_Text segment_
+ + +

Moreover, it was a warrantable inference for the jury to arrive at, in view of the fact that a cause was shown which might produce an accident of that particular character, and it is especially true in the absence of a showing of other causes. The showing was such, in our judgment, as warranted the jury in inferring that the cause alleged was the operative agency in bringing about the result, and hence their determination in that respect should not be disturbed. (Rase v. Minneapolis, St. P. & S. S. M. Ry., 107 Minn. 260, 120 N. W. 360, 21 L. R. A. n.s. 138; Lunde v. Cudahy Packing Co., 139 Iowa, 688, 117 N. W. 1063; Bolen-Darnall Coal Co. v. Williams, 164 Fed. 669, 90 C. C. A. 481; Miller v. Kimberly-Clark Co., 137 Wis. 138, 118 N. W. 538; Swick v. Ætna Co., 147 Mich. 454, 111 N. W. 113.)

Appellant charges error in plaintiff’s instruction No. 1, wherein the court charged the jury as follows: "* * * The jury is further instructed that, as a consequence of such employment, it was the duty of the said corporation to use due care in providing the plaintiff with safe machinery and with a safe ripsaw, and in keeping and maintaining the said machinery or ripsaw in such condition as to be reasonably and adequately safe for use by the plaintiff. ”

+ + +

_Extracted records_

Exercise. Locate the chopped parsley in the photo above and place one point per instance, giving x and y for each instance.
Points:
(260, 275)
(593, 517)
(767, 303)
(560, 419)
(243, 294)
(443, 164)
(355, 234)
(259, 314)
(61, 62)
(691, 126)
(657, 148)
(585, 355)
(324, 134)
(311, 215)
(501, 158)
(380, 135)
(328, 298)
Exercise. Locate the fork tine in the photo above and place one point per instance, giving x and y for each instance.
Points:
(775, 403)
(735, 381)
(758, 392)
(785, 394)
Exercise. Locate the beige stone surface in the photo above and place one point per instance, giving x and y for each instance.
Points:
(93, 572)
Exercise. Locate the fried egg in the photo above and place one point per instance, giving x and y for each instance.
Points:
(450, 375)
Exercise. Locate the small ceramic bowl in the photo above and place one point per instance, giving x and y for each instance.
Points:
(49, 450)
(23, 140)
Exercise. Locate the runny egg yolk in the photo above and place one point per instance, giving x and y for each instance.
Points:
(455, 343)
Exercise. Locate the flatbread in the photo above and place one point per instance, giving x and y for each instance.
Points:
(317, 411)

+ + +

_Task set_
- 1) Answer these questions about the opinion excerpt:
(a) Whose determination on the cause alleged should not be disturbed?
(b) Which case in the list of citations is reported in the Iowa reports?
(c) In which instruction does the appellant charge error?
- 2) Can you reproduce the portion of the opinion excerpt starting at "Moreover, it was" and ending at "N. W. 113.)"?

_Outputs in order_
- 1)
(a) The jury's.
(b) Lunde v. Cudahy Packing Co., 139 Iowa, 688, 117 N. W. 1063.
(c) Plaintiff's instruction No. 1.

- 2)
Moreover, it was a warrantable inference for the jury to arrive at, in view of the fact that a cause was shown which might produce an accident of that particular character, and it is especially true in the absence of a showing of other causes. The showing was such, in our judgment, as warranted the jury in inferring that the cause alleged was the operative agency in bringing about the result, and hence their determination in that respect should not be disturbed. (Rase v. Minneapolis, St. P. & S. S. M. Ry., 107 Minn. 260, 120 N. W. 360, 21 L. R. A. n.s. 138; Lunde v. Cudahy Packing Co., 139 Iowa, 688, 117 N. W. 1063; Bolen-Darnall Coal Co. v. Williams, 164 Fed. 669, 90 C. C. A. 481; Miller v. Kimberly-Clark Co., 137 Wis. 138, 118 N. W. 538; Swick v. Ætna Co., 147 Mich. 454, 111 N. W. 113.)